Reproduce everything from the start of the records down to the line that contains "[(416, 96), (72, 85), (438, 229)]", including that line, with no change to any character.

--- Data for this exercise ---

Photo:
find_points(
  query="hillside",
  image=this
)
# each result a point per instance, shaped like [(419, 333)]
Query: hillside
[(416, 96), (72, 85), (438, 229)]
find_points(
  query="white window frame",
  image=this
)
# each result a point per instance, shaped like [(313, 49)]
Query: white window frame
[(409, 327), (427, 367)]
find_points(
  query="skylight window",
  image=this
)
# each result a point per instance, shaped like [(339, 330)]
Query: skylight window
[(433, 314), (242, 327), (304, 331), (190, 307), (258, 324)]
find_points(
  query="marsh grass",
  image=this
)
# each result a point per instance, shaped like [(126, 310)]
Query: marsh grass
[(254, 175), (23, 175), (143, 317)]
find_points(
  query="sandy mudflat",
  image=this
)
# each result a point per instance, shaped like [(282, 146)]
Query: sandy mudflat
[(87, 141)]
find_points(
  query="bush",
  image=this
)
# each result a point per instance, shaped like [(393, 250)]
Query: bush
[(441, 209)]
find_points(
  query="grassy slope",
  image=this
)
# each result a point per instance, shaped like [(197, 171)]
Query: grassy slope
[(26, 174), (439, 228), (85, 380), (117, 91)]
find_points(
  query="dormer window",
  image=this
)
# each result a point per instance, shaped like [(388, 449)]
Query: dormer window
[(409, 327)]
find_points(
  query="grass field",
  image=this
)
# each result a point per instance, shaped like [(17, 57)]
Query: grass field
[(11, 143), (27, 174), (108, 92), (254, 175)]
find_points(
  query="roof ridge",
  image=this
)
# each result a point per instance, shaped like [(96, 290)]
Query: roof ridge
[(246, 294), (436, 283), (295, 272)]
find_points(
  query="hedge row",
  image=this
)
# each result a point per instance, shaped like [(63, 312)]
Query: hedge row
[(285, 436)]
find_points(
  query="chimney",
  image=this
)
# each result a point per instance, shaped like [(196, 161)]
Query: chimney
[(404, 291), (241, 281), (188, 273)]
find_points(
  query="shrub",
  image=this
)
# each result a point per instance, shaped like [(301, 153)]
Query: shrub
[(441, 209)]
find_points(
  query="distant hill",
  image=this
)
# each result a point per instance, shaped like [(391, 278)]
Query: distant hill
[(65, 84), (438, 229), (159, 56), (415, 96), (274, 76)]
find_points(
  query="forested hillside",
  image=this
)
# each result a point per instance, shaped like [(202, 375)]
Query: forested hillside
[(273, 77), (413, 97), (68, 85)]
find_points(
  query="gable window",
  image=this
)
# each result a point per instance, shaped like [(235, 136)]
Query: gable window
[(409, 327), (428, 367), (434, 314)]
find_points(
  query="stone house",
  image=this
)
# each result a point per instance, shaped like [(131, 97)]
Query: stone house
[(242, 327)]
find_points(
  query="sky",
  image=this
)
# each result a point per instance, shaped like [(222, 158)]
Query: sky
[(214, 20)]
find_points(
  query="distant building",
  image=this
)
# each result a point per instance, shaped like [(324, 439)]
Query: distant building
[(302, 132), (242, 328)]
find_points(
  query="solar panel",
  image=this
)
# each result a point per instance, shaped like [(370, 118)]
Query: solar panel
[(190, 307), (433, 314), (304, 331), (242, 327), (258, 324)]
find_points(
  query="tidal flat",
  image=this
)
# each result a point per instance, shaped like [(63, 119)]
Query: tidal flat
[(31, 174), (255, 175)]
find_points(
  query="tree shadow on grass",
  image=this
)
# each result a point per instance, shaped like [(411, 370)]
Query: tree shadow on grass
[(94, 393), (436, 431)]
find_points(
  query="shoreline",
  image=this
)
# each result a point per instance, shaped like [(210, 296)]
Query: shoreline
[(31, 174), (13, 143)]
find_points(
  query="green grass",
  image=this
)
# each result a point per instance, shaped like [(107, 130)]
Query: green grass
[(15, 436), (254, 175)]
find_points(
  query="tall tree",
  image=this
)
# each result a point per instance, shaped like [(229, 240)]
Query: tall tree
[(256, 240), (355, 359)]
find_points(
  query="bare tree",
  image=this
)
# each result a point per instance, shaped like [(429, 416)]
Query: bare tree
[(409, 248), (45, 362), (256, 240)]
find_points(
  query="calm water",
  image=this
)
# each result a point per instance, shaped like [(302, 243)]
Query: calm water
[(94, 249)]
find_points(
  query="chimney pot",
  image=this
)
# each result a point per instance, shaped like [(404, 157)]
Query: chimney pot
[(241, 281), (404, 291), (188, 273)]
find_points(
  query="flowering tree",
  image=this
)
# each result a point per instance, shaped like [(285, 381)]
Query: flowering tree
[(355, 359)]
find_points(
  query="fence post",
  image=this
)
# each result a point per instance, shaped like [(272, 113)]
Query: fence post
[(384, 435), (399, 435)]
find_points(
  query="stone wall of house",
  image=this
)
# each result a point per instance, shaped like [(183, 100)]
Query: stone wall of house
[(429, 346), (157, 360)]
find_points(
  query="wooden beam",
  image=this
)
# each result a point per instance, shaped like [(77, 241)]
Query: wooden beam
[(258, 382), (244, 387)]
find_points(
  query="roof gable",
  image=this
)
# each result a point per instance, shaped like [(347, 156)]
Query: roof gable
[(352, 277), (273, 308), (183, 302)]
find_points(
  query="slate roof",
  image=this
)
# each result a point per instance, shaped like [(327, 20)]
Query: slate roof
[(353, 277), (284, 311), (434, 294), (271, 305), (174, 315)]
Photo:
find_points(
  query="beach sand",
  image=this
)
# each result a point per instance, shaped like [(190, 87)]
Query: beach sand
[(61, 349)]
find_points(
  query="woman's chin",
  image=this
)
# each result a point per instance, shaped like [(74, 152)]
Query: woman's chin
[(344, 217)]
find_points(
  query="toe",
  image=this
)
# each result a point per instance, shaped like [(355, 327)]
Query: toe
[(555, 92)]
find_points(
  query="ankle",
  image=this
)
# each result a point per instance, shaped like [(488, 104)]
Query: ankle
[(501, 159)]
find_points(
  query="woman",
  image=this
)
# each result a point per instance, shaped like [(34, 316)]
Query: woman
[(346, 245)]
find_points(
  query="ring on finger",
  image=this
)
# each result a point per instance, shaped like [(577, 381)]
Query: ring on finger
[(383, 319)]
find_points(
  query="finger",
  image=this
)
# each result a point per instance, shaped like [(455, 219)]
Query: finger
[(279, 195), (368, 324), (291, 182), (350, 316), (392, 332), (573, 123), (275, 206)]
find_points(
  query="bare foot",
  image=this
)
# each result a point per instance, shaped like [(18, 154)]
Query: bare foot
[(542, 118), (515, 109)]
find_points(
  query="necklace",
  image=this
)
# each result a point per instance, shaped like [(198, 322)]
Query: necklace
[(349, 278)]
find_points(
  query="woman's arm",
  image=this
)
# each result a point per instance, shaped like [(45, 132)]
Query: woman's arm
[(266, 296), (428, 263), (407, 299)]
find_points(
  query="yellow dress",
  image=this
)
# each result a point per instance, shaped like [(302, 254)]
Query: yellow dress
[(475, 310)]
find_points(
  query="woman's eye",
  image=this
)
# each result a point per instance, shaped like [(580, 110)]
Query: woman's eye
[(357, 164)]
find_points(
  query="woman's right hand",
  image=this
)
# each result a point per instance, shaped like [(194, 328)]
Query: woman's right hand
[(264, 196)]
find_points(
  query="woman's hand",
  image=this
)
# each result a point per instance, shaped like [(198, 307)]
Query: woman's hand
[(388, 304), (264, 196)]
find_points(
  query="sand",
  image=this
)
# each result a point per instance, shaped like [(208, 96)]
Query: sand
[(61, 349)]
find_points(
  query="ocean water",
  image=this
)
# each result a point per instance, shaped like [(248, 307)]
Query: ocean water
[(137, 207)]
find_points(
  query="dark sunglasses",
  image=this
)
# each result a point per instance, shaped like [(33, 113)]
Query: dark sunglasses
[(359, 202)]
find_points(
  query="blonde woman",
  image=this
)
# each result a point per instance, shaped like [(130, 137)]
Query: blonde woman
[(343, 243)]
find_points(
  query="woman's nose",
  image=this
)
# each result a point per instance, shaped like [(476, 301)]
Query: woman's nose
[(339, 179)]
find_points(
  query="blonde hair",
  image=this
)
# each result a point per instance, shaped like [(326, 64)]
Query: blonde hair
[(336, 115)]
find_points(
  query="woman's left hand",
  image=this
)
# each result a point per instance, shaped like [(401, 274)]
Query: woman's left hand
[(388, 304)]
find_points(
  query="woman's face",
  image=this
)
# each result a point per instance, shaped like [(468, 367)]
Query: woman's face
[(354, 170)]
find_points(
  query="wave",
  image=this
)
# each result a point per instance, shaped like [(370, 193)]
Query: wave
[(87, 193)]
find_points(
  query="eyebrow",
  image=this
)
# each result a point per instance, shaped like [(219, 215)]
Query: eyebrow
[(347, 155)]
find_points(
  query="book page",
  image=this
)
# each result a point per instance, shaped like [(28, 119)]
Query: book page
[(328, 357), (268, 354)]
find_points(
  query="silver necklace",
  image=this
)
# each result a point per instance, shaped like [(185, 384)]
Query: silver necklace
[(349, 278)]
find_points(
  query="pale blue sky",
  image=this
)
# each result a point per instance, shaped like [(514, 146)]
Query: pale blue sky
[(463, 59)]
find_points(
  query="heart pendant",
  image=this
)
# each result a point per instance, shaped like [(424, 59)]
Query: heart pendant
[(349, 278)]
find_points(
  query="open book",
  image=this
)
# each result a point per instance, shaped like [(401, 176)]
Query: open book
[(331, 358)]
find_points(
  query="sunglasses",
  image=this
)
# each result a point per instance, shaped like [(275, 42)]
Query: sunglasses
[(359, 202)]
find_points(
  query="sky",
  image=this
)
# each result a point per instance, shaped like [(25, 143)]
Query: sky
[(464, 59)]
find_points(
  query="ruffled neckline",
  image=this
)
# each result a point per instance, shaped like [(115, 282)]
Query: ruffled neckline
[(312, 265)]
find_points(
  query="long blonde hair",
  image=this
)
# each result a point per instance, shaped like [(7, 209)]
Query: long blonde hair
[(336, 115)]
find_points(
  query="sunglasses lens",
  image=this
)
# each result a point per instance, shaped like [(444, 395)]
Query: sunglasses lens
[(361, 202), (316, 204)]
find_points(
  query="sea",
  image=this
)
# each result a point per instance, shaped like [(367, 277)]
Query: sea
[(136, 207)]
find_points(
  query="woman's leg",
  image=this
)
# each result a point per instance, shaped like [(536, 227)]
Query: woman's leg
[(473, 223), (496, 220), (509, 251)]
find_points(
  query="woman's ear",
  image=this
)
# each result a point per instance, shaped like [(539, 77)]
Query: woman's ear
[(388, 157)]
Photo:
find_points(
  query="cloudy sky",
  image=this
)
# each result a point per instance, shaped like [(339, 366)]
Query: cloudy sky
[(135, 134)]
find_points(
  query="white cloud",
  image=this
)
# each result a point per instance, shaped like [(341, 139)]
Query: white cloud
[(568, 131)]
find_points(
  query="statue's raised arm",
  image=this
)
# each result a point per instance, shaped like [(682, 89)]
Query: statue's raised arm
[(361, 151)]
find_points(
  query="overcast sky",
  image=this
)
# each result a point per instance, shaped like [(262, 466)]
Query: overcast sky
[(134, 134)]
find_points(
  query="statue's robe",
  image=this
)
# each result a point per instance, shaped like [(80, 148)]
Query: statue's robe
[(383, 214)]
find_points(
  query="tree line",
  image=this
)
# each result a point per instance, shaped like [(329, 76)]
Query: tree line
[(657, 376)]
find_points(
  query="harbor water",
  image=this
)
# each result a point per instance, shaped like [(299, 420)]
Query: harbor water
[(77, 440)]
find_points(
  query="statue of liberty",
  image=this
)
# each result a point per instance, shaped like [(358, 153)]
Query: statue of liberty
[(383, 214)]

---

Output of the task:
Photo:
find_points(
  query="hillside",
  image=this
)
# each result a point per instance, shaped like [(419, 333)]
Query: hillside
[(416, 96), (72, 85), (438, 229)]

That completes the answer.